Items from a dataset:
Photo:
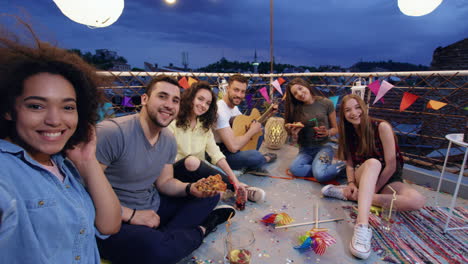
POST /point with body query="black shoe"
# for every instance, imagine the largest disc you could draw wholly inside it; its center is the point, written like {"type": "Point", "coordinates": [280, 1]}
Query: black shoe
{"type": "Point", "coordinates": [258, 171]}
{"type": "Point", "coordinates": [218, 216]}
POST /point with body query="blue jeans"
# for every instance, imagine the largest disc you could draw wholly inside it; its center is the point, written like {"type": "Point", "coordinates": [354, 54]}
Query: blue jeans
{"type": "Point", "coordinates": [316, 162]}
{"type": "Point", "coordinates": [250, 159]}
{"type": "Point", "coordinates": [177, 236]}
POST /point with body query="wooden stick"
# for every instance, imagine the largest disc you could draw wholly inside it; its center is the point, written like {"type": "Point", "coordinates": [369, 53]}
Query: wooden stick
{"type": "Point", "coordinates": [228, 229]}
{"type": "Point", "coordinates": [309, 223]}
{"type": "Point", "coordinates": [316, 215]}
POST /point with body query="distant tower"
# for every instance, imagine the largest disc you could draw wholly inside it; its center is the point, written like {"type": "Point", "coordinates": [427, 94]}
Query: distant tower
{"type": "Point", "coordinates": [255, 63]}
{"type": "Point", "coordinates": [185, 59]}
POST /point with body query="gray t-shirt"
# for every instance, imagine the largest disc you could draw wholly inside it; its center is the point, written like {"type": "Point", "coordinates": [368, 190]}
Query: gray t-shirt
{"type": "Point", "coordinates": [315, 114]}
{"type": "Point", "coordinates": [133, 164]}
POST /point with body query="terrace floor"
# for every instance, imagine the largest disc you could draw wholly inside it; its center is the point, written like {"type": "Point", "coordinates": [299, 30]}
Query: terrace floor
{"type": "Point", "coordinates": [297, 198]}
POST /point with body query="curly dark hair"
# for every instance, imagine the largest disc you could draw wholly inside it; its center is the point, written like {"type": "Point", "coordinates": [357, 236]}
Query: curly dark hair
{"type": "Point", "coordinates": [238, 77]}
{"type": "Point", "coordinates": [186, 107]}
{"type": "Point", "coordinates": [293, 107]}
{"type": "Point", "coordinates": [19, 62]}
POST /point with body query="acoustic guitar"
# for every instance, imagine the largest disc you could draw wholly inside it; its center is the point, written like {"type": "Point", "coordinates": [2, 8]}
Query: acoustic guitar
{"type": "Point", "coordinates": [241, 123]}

--

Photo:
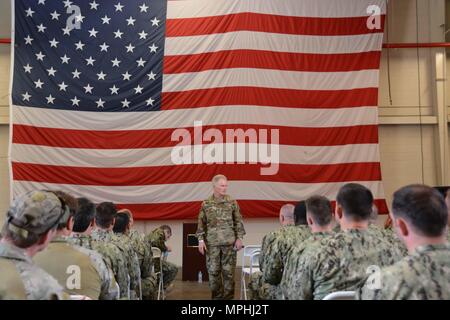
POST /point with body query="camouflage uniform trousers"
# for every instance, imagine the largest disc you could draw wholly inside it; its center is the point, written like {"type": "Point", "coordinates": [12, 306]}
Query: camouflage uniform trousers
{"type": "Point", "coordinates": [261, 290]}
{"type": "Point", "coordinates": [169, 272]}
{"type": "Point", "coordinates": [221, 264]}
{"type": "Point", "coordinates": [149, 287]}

Aim:
Count the lines in the data above that contain the string "tower", and report only that number.

Correct response:
2